═════ Raw records ═════

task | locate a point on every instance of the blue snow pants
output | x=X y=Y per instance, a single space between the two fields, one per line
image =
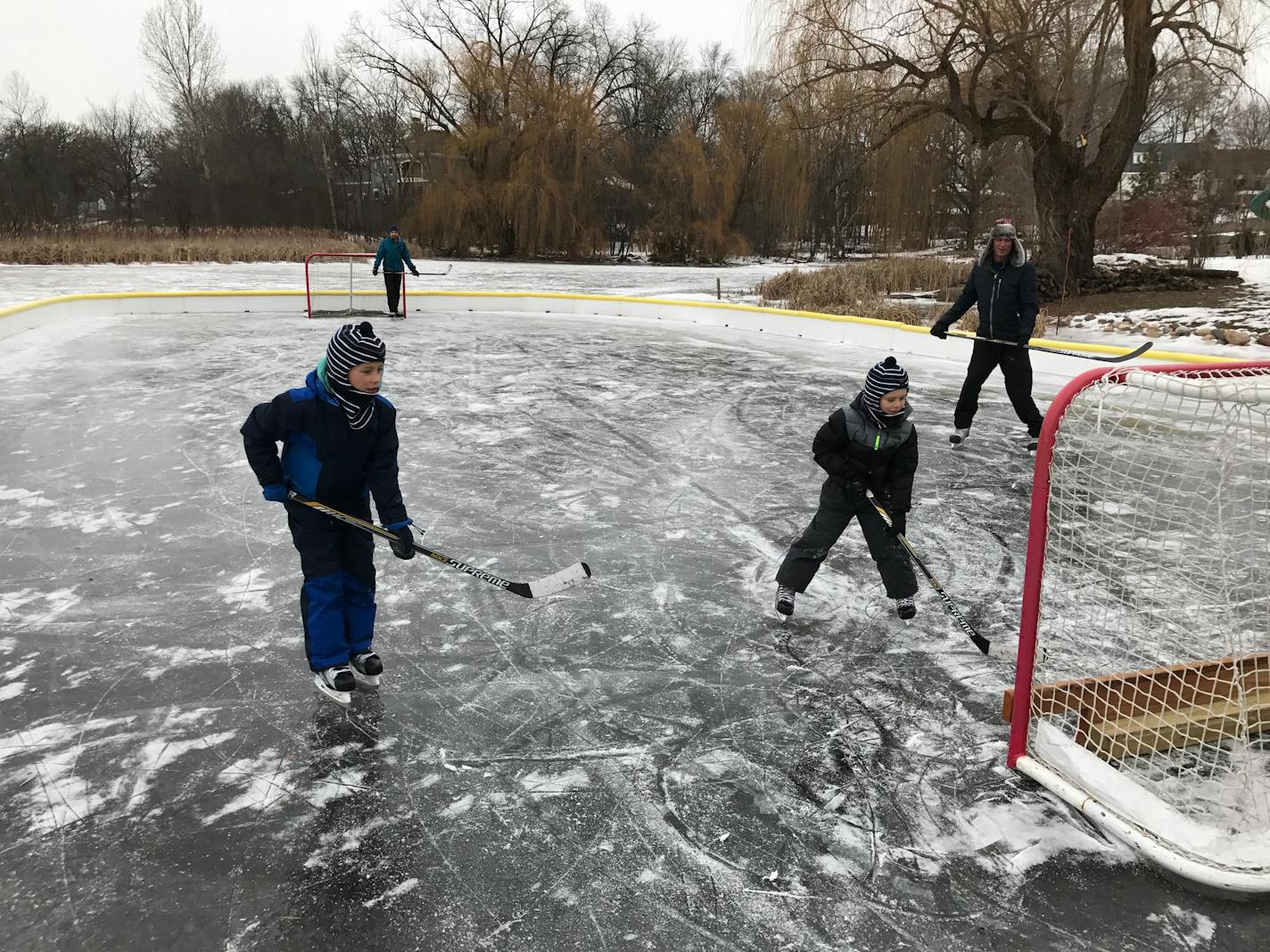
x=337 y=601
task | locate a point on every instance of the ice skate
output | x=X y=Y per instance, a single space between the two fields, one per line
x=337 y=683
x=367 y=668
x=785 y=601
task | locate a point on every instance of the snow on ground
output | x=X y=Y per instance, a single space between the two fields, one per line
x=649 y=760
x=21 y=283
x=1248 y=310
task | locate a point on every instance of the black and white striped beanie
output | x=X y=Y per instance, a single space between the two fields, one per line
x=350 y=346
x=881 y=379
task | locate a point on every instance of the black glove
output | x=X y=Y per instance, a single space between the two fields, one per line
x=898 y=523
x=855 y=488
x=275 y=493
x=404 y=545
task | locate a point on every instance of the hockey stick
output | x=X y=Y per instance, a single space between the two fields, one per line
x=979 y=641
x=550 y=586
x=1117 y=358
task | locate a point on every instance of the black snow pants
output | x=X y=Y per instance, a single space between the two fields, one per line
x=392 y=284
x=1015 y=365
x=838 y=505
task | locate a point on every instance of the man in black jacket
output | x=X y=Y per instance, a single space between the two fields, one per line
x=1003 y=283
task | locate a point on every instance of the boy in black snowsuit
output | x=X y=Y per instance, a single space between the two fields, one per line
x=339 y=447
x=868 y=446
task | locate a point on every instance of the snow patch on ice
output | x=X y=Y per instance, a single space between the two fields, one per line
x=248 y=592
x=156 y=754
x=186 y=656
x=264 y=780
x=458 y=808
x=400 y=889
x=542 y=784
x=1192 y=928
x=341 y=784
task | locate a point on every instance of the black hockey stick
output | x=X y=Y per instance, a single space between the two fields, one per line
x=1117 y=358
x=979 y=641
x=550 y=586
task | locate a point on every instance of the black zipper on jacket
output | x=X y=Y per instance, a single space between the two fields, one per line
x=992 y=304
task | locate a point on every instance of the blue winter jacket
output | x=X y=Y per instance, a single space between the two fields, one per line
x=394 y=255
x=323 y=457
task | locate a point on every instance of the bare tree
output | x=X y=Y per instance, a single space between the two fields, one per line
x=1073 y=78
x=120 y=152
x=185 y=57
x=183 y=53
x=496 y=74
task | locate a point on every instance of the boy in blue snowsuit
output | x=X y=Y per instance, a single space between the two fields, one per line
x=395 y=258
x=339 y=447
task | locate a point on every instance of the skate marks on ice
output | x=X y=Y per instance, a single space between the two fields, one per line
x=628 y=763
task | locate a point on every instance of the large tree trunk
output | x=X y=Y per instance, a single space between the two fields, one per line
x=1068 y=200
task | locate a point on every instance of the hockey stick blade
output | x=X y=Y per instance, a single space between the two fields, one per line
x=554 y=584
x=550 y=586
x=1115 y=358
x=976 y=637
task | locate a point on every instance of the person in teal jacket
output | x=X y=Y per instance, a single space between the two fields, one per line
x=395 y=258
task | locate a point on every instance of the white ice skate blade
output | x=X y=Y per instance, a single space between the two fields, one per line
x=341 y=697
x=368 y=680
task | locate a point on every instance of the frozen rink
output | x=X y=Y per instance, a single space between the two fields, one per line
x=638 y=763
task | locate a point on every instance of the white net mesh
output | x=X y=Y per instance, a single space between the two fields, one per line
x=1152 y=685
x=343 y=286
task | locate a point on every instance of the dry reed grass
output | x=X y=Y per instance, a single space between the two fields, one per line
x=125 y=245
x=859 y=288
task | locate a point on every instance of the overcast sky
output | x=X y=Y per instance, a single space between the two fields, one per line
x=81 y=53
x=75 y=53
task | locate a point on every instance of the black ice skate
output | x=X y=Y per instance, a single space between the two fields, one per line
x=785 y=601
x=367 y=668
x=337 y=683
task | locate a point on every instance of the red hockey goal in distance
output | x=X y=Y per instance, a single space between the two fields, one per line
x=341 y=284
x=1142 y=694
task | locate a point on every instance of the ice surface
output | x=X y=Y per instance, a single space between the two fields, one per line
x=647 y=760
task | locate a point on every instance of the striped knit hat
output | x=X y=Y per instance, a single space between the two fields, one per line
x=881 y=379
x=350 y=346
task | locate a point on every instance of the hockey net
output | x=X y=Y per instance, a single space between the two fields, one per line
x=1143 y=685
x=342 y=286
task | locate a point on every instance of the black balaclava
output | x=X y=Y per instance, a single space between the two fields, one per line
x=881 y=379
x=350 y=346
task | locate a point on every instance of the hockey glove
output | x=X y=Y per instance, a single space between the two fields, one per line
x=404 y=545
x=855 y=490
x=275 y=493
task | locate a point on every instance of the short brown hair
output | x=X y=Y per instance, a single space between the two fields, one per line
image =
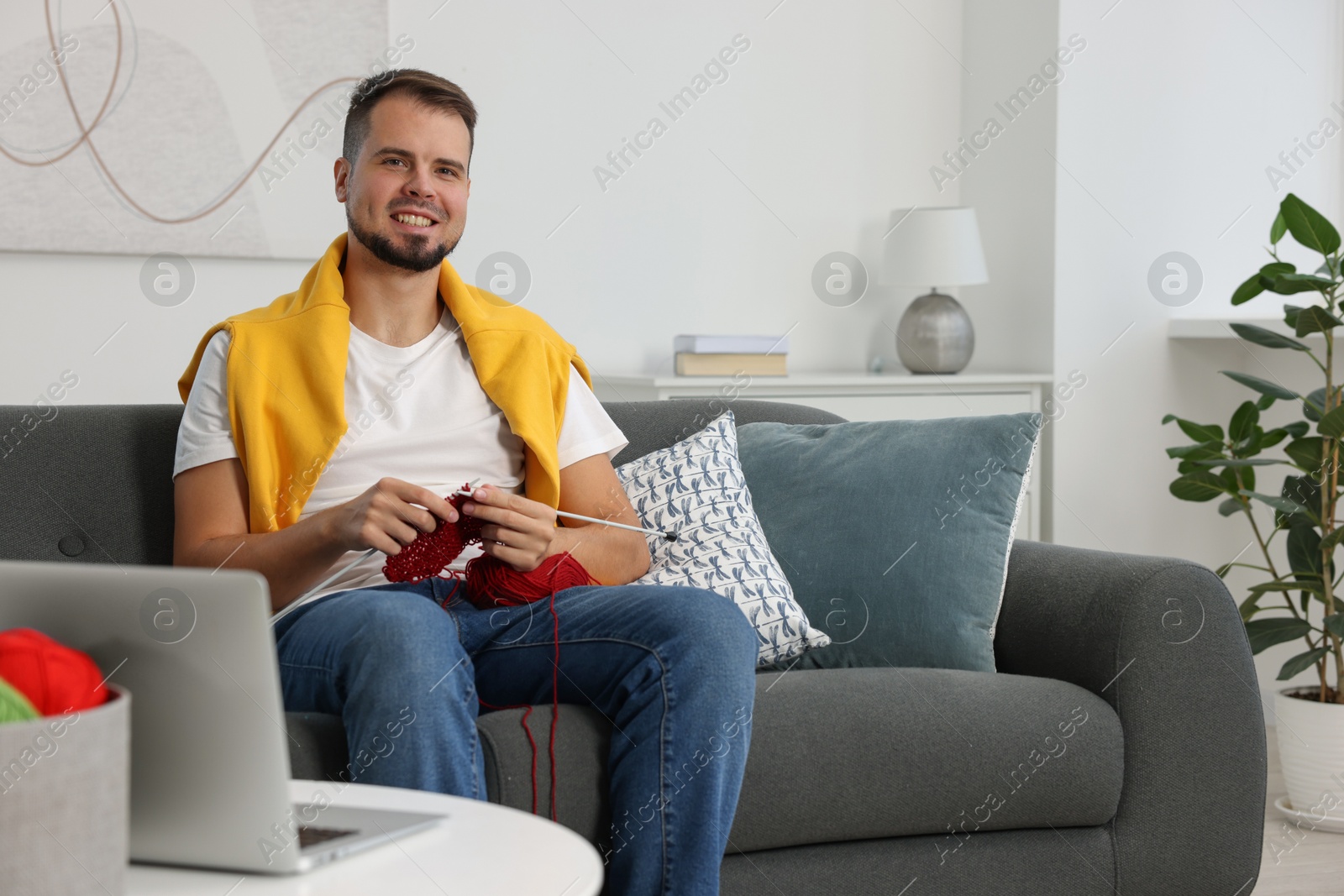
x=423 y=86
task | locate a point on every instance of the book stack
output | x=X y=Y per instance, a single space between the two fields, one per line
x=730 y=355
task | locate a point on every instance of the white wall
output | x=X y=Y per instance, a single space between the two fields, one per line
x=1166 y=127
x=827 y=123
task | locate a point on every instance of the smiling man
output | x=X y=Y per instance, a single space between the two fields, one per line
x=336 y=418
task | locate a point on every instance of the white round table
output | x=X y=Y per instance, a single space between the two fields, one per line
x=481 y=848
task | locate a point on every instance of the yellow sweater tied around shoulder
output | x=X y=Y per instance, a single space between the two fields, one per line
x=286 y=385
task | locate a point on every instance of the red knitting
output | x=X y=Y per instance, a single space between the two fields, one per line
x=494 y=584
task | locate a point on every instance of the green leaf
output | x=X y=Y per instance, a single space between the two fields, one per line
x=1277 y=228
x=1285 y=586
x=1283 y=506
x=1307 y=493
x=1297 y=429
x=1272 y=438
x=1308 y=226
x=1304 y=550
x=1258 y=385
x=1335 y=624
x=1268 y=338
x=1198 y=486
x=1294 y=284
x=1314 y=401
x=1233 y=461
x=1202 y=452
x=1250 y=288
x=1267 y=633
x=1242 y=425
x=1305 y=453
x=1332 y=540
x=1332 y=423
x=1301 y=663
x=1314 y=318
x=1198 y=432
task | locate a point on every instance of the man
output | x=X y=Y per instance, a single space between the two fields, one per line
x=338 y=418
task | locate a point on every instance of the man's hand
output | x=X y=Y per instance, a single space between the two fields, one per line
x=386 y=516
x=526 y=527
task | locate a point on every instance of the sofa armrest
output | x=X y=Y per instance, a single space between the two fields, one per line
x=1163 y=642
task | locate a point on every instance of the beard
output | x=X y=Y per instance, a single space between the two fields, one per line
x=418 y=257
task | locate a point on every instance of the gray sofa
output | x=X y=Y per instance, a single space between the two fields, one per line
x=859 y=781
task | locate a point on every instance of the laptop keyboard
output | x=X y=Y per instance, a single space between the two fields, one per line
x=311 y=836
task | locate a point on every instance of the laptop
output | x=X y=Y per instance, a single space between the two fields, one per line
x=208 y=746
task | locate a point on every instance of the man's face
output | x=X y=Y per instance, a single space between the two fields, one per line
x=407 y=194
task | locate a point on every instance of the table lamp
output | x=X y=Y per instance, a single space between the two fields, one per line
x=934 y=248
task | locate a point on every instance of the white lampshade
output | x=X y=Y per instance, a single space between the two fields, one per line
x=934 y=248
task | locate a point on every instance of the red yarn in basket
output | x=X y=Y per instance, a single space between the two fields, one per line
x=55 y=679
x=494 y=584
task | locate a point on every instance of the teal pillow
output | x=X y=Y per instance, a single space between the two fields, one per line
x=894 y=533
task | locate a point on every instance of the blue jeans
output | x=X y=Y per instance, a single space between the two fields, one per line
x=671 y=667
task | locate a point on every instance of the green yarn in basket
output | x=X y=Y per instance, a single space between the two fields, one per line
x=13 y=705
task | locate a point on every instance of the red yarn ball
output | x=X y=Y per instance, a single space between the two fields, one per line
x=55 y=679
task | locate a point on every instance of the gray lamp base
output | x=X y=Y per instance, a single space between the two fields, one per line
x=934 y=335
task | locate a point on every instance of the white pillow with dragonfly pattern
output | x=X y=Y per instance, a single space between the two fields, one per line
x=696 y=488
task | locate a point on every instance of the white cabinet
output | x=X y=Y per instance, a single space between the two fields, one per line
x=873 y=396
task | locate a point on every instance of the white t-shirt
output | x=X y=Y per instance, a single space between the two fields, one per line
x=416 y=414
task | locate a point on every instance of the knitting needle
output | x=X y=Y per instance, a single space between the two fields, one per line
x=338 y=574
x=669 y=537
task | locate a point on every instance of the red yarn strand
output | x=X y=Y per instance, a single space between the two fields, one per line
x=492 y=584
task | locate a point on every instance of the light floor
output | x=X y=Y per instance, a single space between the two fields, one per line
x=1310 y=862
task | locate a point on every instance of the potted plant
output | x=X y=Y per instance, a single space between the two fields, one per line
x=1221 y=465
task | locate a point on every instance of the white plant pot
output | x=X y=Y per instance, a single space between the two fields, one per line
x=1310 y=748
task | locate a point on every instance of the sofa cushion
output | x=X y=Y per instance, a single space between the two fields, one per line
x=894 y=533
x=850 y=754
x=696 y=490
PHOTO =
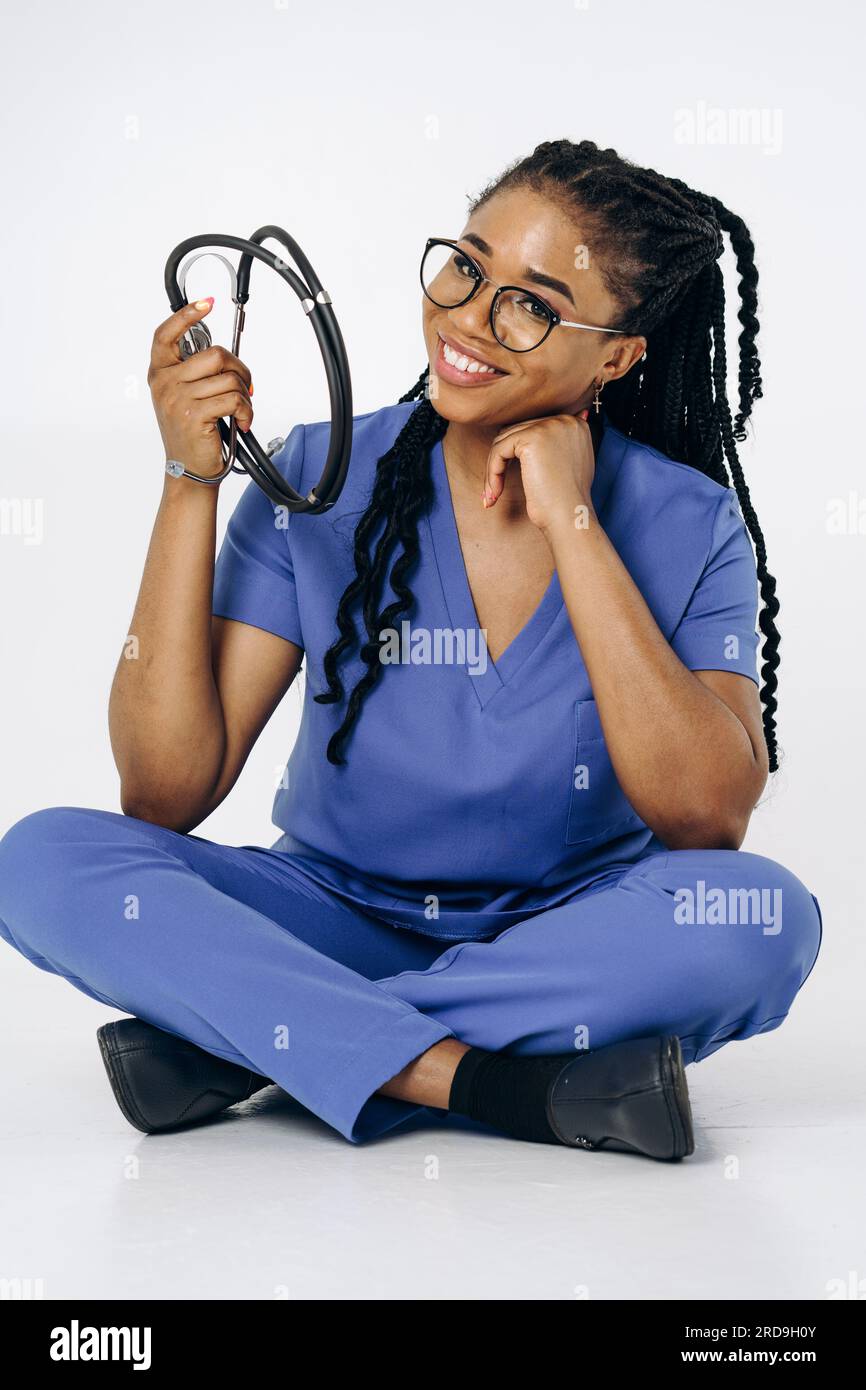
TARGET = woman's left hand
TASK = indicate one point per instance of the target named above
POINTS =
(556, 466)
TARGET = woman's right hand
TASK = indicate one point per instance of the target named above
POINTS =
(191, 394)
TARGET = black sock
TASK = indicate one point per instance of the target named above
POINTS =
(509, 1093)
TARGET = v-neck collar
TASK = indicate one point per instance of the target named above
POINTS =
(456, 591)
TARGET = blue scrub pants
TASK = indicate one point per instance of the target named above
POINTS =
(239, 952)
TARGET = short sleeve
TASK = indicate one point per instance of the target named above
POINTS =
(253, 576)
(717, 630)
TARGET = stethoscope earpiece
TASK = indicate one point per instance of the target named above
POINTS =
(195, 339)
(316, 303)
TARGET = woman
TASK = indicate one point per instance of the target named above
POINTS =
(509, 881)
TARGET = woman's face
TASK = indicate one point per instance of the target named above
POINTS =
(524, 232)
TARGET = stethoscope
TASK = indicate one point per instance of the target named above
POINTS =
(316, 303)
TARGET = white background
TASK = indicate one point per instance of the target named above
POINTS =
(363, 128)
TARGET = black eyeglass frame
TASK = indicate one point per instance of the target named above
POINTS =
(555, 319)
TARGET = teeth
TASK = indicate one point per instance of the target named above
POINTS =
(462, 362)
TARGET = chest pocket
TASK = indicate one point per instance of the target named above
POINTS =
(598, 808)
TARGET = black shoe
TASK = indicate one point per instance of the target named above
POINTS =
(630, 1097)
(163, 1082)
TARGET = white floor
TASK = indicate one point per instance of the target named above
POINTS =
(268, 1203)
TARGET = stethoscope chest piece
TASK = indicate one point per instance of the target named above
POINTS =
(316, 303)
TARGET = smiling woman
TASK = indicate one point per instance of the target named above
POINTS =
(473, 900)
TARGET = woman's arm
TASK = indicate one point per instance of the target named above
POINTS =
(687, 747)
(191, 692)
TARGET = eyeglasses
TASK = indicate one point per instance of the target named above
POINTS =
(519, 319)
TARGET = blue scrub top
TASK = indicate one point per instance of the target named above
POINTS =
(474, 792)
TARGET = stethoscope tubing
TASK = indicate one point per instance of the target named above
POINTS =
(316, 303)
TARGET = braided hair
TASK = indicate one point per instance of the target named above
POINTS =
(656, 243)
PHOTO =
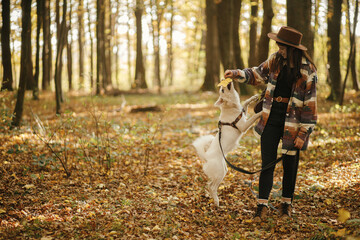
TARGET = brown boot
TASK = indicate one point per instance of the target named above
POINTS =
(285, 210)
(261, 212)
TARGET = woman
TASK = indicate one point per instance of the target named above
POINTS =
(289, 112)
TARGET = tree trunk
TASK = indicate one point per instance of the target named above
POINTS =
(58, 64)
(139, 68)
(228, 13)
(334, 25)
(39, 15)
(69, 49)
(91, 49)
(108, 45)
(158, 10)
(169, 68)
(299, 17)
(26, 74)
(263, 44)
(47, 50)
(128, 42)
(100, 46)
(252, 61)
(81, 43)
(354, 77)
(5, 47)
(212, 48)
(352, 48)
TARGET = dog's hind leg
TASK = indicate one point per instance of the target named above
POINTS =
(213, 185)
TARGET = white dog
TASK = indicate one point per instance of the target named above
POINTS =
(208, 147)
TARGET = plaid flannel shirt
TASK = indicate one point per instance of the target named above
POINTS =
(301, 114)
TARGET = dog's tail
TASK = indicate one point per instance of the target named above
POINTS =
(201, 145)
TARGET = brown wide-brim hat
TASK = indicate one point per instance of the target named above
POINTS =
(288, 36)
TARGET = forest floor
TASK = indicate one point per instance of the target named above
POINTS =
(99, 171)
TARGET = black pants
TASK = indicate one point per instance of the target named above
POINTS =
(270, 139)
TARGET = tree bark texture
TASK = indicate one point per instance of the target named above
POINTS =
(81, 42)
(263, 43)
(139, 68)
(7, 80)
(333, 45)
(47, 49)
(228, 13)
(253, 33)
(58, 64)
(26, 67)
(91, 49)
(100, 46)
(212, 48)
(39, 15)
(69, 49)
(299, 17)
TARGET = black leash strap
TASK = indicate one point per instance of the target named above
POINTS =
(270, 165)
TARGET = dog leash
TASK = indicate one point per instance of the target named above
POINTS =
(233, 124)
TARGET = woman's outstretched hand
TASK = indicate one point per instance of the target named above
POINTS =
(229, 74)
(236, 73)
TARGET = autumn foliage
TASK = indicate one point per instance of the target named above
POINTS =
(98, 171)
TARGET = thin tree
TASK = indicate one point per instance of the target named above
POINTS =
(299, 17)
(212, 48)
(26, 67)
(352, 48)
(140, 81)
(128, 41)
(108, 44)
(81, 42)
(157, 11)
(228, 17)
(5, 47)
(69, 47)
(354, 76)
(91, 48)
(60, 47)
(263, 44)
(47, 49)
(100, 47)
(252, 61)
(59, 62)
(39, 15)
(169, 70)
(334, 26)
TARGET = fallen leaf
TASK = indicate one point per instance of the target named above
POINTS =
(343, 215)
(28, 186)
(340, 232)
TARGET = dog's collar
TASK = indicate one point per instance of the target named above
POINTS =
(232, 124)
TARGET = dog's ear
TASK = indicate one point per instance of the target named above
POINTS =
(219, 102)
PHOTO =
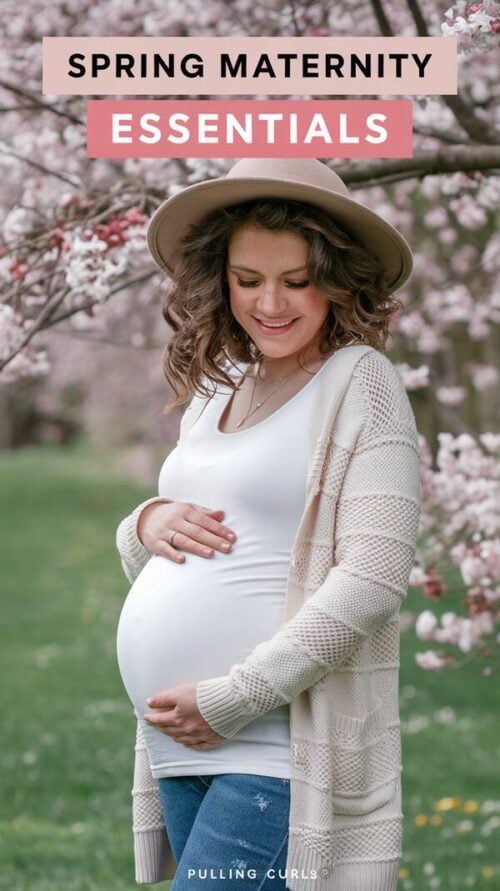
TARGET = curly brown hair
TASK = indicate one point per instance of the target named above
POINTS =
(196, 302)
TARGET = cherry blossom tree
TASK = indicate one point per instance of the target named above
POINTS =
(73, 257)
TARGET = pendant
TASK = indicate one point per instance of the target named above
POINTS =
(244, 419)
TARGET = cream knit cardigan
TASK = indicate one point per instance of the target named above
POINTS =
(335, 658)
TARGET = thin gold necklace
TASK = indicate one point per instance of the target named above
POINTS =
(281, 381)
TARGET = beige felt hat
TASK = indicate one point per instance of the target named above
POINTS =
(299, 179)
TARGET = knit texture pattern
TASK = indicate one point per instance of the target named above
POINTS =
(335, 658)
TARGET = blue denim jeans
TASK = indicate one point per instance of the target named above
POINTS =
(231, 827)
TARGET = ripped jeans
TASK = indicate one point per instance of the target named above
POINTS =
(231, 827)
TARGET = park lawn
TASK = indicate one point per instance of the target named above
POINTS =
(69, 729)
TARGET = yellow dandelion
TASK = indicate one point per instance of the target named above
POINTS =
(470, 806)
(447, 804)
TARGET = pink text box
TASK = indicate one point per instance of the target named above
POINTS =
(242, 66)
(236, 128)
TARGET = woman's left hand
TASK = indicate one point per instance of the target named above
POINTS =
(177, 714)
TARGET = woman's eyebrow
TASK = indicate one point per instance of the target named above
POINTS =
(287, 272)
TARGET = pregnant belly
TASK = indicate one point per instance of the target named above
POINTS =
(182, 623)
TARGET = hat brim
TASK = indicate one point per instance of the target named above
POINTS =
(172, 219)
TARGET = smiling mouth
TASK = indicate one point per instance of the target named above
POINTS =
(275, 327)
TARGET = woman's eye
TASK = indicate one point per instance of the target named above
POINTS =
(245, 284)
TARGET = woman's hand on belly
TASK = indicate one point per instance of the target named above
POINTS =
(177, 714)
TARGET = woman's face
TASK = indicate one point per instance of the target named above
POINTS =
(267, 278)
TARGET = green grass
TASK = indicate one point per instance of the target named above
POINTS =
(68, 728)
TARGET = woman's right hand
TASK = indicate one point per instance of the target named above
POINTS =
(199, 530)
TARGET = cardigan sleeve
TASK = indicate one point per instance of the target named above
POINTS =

═════

Rewrite the records between the line holding "the hockey glove" and the line holding "x=286 y=385", inclusive, with "book stack" replaced by "stack of books" and everything else unchanged. Omit the pictures from your answer.

task | locate a point on every instance of the hockey glove
output | x=X y=Y per instance, a single space between the two fields, one per line
x=404 y=545
x=855 y=490
x=275 y=493
task | locate a point on every instance of the short brown hair
output | x=X y=Y per instance, a single space between the two fields, one per line
image =
x=423 y=86
task | locate a point on every instance of the stack of books
output | x=X y=Y per instance, a single space between the two fields, one per line
x=730 y=355
task | locate a point on every instance of the white wall
output | x=X y=Y per instance, a single space between the two fields, one per line
x=1166 y=127
x=827 y=123
task | locate a point on every instance of the smiling man
output | x=X y=Y per instance, a single space between the two fields, one per line
x=336 y=418
task | locate a point on every instance of the white round table
output | x=X y=Y per instance, a single space between the two fields, one per line
x=481 y=848
task | locate a point on every instance of the yellow sweater tied around shoulder
output | x=X y=Y per instance, a single space between the two fields, one per line
x=286 y=385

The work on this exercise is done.